**PROBLEM TO SOLVE:**
Put every line of the items below into a JSON list of strings, one string per line, leaving out any blank lines.

⟨

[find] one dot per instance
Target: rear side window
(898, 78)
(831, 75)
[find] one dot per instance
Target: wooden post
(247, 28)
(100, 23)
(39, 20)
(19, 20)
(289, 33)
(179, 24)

⟩

**SOLUTION FOR THIS EXERCISE:**
[
  "[find] one dot per instance",
  "Target: rear side window",
  "(898, 78)",
  "(831, 75)",
  "[find] one dot per instance",
  "Target: wooden post",
  "(247, 28)",
  "(100, 23)",
  "(39, 20)",
  "(19, 20)",
  "(289, 33)",
  "(179, 24)"
]